* Extracted data:
(begin)
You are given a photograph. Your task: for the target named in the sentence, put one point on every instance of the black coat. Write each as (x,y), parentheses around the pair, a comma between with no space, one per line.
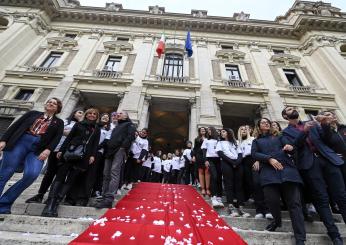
(122,136)
(79,135)
(336,140)
(269,146)
(48,140)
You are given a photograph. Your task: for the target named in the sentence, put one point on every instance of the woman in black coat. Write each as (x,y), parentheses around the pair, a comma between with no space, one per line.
(28,141)
(87,134)
(198,160)
(278,174)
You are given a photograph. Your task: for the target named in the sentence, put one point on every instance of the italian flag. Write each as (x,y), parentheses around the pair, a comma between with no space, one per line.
(161,46)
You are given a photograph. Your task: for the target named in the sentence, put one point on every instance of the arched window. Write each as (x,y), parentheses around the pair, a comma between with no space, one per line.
(173,65)
(3,22)
(343,48)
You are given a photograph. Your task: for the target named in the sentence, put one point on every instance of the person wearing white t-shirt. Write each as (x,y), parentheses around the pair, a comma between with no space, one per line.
(139,150)
(214,165)
(146,167)
(53,161)
(176,164)
(188,169)
(232,172)
(156,171)
(167,167)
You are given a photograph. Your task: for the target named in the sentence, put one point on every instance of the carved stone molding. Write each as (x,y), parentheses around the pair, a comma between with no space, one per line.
(114,7)
(230,55)
(118,47)
(316,41)
(285,59)
(241,16)
(199,13)
(156,9)
(61,43)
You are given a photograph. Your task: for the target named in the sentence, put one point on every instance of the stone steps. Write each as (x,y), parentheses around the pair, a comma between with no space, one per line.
(26,226)
(25,238)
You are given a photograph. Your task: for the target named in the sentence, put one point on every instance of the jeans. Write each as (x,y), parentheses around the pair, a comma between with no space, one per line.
(111,175)
(215,176)
(233,182)
(322,175)
(22,153)
(291,194)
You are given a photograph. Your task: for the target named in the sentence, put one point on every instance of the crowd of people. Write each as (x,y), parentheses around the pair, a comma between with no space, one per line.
(300,168)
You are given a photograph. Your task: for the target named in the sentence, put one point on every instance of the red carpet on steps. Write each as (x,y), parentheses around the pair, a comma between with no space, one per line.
(160,214)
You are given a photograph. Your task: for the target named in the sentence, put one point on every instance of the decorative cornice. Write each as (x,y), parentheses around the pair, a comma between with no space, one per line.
(230,55)
(303,22)
(118,47)
(61,43)
(286,59)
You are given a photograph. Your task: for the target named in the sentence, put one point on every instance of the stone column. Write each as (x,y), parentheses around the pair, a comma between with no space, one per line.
(193,119)
(144,118)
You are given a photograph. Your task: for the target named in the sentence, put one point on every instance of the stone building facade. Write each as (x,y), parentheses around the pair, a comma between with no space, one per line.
(241,68)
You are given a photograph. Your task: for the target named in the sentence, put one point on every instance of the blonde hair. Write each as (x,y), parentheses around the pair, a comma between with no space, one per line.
(240,137)
(90,110)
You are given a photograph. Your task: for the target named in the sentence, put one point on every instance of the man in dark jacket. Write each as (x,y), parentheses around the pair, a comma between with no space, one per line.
(320,168)
(118,145)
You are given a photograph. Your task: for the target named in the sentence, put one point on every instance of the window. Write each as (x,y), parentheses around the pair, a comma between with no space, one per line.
(278,51)
(232,72)
(51,60)
(112,64)
(123,39)
(229,47)
(4,124)
(311,113)
(173,65)
(24,94)
(71,35)
(292,77)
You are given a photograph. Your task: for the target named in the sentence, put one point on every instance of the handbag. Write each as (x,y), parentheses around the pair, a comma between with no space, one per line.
(76,153)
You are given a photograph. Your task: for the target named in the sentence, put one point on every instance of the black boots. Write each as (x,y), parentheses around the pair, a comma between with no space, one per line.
(272,226)
(35,199)
(51,208)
(end)
* Problem description:
Using the data above, print every line exactly, omitting pictures.

* Exercise response:
You are given a photograph. Your task: for the target named in the sentence, put one point on every instance of the black coat. Write each as (x,y), parentheses around the pair, a comma between with no space, one per line.
(122,136)
(79,135)
(336,140)
(269,146)
(48,140)
You are given a photograph. Your task: for the target named in the sentence, put one point on every instance of the woman in black coat. Write each as (x,y), parentheses around the pair, a comma between with no space, one per line.
(28,141)
(87,134)
(198,160)
(278,174)
You are given a photograph. Your task: for the target named in the sentence, put one point on every instance of the italian flag. Write each as (x,y), parentheses around the pair, a comma between with no space, one per line.
(161,46)
You are given a photograph. Your task: for the target named in the sentence, put one point on every instance of the arched window. Write each as (x,y), parentheses around the pair, a comma between with no space, one per line.
(173,65)
(3,22)
(343,48)
You are given a photograph. Your task: for the target named in the sentence, put one point on every instance of the person wearing white t-shirt. Write each as (x,y), parentheses around the pair, a comma between with no space, one per line.
(139,150)
(214,165)
(146,167)
(53,161)
(176,164)
(188,169)
(232,172)
(156,171)
(167,167)
You are given a photograph. Your task: for the target named in the sentence, put one point on every instance of the carved stone molding. Write each as (x,y), parentheses around the pair, a comma between with no space, one per line.
(114,7)
(230,55)
(118,47)
(316,41)
(285,59)
(241,16)
(199,13)
(156,9)
(61,43)
You are given a photograph. Your task: for the target named in the sentence, put one point on every instance of the stone steps. Write each as (x,y), parentheses around the pair, a comma between with no space, one per line.
(26,226)
(25,238)
You are given a photograph. Your task: for the target named in the sentence, put one point on every instance of the jeans. Write each as (x,y), parentheses around the pair, a comma between with no space, one per line.
(111,175)
(215,176)
(233,182)
(322,175)
(22,153)
(291,194)
You are given a photograph. Your task: for the target named in the sentence, put one point on every instance of the crowd of people. Write each as (x,y), parentheses around the pair, a comma between with no space, one per line.
(300,168)
You are given a photograph. Your task: for the target named in the sentence, put one point on every instance of the red carpet on steps. Write each as (x,y), parentheses around the pair, a comma between with no space, one per line.
(160,214)
You are given a photograph. Your task: for the target named in the sentence, put one point on every instance of the decorative cornice. Write each as (x,y), parentheses around the pair, a comma between with no space, one per line.
(230,55)
(303,22)
(118,47)
(61,43)
(286,59)
You are given a photograph. Your task: for the target named in the sentence, put one point on every instance of the stone column. Write each as (x,y), parentheses around the pair, a comma between with no space, one per line.
(193,119)
(144,118)
You are given a photograph. Your task: for the target named in the sentence, put one point on every instance of the stone building facade. Write each as (x,y), parentheses around the pair, a comma between with no space, one per line.
(241,68)
You are given a photograph. Your task: for the target named in the sentence, put one point on every instance of the blonde hair. Write each as (x,y), parentheses around the pair, a comma between with no space, one per line.
(240,137)
(90,110)
You are given a photograph. Your task: for the target named in the sentence, put one point on every instance of the man in dark jacket. Write each as (x,y), parentheses around the pair, a comma between with no space, one per line.
(320,168)
(118,145)
You are given a photograph. Your task: for the target named in the sentence, put one point on every instance of the window. Write each as (x,y), parentheses around the pair, a comma between with no space, one per line.
(278,51)
(232,72)
(51,60)
(112,64)
(123,39)
(229,47)
(4,124)
(311,113)
(173,65)
(24,94)
(71,35)
(292,77)
You are given a photograph. Your task: for the target named in the sentence, put one point on every instance of the handbag. Write each as (x,y), parentheses around the pair, a comma between with no space, one per line.
(76,153)
You are given a photograph. Your task: for the target named in the sentence, put one point on every instance of the black boots. Write each as (x,y), parentheses around the pair, a comma between with no space, one per line.
(272,226)
(35,199)
(51,208)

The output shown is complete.